_EXCERPT TO READ_:
From Bugzilla Helper: User-Agent: Mozilla/5.0 (X11; U; Linux i686; en-US; rv:1.7.6) Gecko/20050301 Firefox/1.0.1 Red Hat/1.0.1-1.4.3.centos4.1 Description of problem: I wrote small program which implements mkfile (from Solaris) using mmap system call. Just as Solaris mkfile, my program can either create sparse file, or it can fill the file with zeros (allocating actualy disk blocks). The later case is done from a loop using mmap system call followed by memset and munmap. If the file is on local file system, this works great. If it is on NFS mounted partition, data corruption occurs. In case of NFS, modified file blocks are not sent back to the NFS server (Solaris 9 host). They exist only in local machine's cache. The simplified code itslef looks something like bellow. Error checking and some other stuff removed. The mlen variable is initialized before hand to value that is multiple of memory page size as obtained by getpagesize() call (still experimenting to find optimal value for it, first idea was to set it to 2^30, but something tells me this might cause lot of swapping). fd = open64(argv[i], O_RDWR | O_CREAT | O_TRUNC | O_LARGEFILE, 0666); pwrite64(fd, "\0", 1, size - 1) offset = 0; while (offset < size) { len = (size_t) (size - offset >= mlen ? mlen : size - offset); buf = mmap(NULL, mlen, PROT_WRITE, MAP_SHARED, fd, offset)) == MAP_FAILED) memset(buf, 0, len); munmap(buf, mlen); offset = offset + len; } close(fd); If the target file is on NFS mounted partition, after running the program and doing "du -sk" on the file, it reports that file is almost empty (basically, sparse file was created). To prove the point, I changed memset line to read memset(buf, '.', len), and than created 100kB file. If I do "less filename" on NFS client, it shows file full of dots. If I do the same on NFS server, it shows file full of nulls. This doesn't seem to be synchronization issue. No matter how long I wait, file blocks are not commited to NFS server. Doing "sync" on client doesn't help either. Version-Release number of selected component (if applicable): kernel-2.6.9-5.0.3.EL How reproducible: Always Steps to Reproduce: 1. create and mmap sparse file on NFS mounted partition 2. change data in mmaped region (that was sparse) 3. unmmap and close the file 4. changes are not comminted to NFS server Additional info:
Steve, this is probably a NOTABUG, but it would be nice if you could verify that ;)
One addtional note. Depending on the size of file I'm creating, some blocks do make it to the NFS server. For example, if I create 100kB file, no blocks seems to be commited to the NFS server. If I create 100MB file, some blocks do make it to actual disk storage ("du -sk filename" shows that file uses 11MB of disk space, so I'm still missing like 89MB). This is probably dependent on client machine's RAM size and how much of it is free for caching.

_WHAT YOU NEED TO DO_:
[a] Decide whether each statement below agrees with the bug report on NFS and mmap: (i) the problem appears when the file is on a local file system; (ii) running "sync" on the client sends the changed blocks to the server; (iii) when a 100MB file is created, some blocks reach the server's disk storage. Answer yes or no for each, quoting the deciding words of the report.
[b] Carry on the bug report on NFS and mmap from the point where it stops.

Polygon annotations for photographs:
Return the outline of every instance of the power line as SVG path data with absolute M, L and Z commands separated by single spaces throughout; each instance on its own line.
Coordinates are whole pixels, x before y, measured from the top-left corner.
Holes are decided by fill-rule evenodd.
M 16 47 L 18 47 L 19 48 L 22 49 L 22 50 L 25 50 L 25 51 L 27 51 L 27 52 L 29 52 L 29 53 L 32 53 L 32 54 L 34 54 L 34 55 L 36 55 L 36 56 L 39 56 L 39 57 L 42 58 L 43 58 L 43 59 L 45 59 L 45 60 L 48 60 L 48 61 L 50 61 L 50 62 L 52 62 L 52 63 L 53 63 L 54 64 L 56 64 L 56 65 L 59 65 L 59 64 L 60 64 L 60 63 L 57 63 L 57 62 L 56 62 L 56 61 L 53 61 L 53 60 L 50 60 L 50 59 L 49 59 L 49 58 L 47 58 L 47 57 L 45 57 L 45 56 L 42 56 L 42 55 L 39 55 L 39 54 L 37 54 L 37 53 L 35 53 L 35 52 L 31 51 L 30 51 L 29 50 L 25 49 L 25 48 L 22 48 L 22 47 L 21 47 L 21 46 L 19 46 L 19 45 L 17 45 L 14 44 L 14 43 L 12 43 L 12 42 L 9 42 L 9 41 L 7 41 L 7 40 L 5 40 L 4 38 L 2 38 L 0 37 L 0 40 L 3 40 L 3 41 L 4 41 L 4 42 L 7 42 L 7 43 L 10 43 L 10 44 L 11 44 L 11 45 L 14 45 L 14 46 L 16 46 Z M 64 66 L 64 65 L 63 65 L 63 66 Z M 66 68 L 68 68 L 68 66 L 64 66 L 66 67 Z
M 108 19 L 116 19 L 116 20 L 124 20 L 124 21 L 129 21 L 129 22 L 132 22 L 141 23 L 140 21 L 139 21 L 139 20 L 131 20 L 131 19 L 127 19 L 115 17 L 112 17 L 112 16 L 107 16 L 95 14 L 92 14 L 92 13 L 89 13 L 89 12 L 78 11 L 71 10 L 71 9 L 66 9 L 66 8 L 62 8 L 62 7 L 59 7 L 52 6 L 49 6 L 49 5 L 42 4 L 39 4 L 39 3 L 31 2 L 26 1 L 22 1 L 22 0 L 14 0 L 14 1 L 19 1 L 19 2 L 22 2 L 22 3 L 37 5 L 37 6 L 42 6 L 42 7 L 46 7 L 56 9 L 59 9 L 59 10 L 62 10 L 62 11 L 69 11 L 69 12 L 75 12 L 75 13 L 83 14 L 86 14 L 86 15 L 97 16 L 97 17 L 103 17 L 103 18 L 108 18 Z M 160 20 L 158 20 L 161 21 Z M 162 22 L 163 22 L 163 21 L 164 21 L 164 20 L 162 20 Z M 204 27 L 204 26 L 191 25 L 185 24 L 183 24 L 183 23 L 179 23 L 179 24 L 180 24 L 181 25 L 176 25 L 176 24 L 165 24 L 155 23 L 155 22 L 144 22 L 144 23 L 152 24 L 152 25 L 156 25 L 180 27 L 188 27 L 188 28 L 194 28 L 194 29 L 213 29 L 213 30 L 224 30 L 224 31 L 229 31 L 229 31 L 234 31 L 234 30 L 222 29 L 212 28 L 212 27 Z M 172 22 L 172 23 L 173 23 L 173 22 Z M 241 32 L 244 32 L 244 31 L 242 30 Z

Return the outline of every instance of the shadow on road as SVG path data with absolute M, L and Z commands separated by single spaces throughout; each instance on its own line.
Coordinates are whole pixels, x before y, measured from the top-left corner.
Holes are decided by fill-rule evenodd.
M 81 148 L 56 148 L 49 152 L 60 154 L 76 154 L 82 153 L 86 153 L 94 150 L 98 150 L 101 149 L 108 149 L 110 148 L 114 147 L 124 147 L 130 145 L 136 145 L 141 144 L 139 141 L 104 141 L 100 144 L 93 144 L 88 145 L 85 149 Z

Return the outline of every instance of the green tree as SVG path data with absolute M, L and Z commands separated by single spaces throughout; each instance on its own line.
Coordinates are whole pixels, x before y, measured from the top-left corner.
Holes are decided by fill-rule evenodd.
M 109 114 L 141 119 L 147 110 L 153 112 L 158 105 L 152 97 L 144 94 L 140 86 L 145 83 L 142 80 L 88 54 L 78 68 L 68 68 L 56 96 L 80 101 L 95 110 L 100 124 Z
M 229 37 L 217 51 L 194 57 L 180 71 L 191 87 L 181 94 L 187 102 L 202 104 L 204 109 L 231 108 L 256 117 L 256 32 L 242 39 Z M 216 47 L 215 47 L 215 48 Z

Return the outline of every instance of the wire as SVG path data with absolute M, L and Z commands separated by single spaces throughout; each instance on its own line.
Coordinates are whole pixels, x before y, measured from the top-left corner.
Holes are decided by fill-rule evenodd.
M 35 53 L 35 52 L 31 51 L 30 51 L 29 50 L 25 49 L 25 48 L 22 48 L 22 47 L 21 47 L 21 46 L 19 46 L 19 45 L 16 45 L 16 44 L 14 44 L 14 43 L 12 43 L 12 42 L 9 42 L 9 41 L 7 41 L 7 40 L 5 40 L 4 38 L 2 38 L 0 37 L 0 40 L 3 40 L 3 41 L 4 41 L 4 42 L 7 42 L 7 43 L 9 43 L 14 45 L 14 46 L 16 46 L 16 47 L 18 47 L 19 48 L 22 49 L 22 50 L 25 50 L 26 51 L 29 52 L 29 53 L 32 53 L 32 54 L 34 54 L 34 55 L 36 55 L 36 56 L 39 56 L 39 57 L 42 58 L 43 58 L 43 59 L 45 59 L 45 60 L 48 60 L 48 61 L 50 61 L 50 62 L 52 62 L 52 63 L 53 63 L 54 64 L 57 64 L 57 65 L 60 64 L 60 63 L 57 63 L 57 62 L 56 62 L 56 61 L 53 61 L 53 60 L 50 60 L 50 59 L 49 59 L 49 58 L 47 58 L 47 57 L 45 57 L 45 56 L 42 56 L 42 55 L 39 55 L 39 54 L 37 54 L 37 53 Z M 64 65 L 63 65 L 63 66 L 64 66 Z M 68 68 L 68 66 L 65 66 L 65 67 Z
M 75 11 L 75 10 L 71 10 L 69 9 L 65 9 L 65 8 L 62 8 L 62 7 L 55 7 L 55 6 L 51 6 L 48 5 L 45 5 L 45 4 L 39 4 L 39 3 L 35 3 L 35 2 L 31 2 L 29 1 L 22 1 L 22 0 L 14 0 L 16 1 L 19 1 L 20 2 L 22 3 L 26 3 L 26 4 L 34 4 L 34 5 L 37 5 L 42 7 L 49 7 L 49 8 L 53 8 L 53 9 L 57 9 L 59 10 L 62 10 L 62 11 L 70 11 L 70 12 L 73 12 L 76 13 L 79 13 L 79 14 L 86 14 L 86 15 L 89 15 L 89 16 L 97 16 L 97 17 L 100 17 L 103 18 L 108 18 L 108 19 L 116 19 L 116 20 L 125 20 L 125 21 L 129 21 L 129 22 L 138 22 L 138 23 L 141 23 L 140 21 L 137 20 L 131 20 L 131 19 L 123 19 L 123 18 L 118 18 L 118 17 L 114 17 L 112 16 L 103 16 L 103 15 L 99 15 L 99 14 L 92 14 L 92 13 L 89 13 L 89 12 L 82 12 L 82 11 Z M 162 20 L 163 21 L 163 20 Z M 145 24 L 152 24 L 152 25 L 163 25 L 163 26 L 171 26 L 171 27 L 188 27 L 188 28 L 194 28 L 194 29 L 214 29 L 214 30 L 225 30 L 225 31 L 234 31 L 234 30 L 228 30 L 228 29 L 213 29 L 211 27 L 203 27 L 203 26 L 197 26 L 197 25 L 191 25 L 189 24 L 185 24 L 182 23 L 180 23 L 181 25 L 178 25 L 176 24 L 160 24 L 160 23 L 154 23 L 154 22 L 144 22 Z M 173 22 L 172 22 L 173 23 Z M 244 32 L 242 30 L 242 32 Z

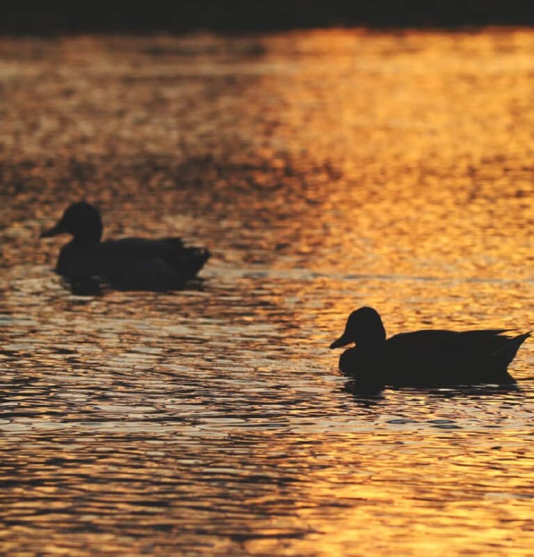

_ANSWERS TO THE TASKS_:
[a]
(i) No: "If the file is on local file system, this works great."
(ii) No: "Doing "sync" on client doesn't help either."
(iii) Yes: "If I create 100MB file, some blocks do make it to actual disk storage"

[b]
Thinking about it some more - the data should be written to the server some 30 seconds after the munmap. While the file is mmaped nothing needs to be written according to POSIX, but after the unmap the pages are marked dirty and the dirty file data flushing code should kick in. Aleksandar, does the data get written out to the server after a few minutes, or does it not get written at all ?
Well, I waited for almost half an hour, and it was not written to the server. "du -sk filename" on both client and server returns same numbers (as if the file is sparse). However, when reading the file on the client, I can see the data. I will reboot the client, and see if that will flush the data. Will report back in couple of minutes.
After the client was rebooted, all changes to the file were lost forever. BTW, off-topic, how come that bug report is not word-wrapped (like the comments)? Kind of almost impossible to read...
Created attachment 112056 [details] the program that demonstrates problem The program (still under development) where I first saw the problem. "mkfile -v 100k foo" should create file and allocate disk blocks. "mkfile -nv 100k bar" should only create the fine and not allocate any disk blocks. Too see the problem more clearly, modify memset line to read: memset(buf, '.', len); and run the program as "mkfile -v 100k foo" on NFS client. If you are able to reproduce the problem, "less foo" on the NFS client (linux in my environment) should show the file full of dots. "less foo" on NFS server (solaris 9 box in my environment) should show the file full of nuls. The NFS partition in my case was automounted home directory: automount(pid2356) on /home type autofs (rw,fd=5,pgrp=2356,minproto=2,maxproto=4) nfsserver:/path_to/amilivojevic on /home/amilivojevic type nfs (rw,addr=1.2.3.4)
I've just tested this on Red Hat 7.3 machine running kernel-2.4.20-24.7. On 2.4.20 kernel, everything seems to works correctly. So the bug must have been introduced somewhere in 2.5 or 2.6. Hope this info will help track down where the bug is.
I applied patch from http://marc.theaimsgroup.com/?l=bk-commits-head&m=111094632300379&w=2 to kernel-2.6.9-5.0.3.EL SRPM and rebuilt, rebooted, and rerun mkfile program (version that uses mmap calls). Seems that everything works correctly now. All changed pages were comited to NFS server. I'll leave patched kernel running on my desktop. In case there are any problems, I'll let you know. Hopefully there'll be updated official kernel soon. IMO, this bug makes NFS dangerous to use in production (with 2.6.9-5.0.3.EL kernel).
Just wondering if this fix will be included in forthcomming RHEL 4.1?
yes, it will be in U1.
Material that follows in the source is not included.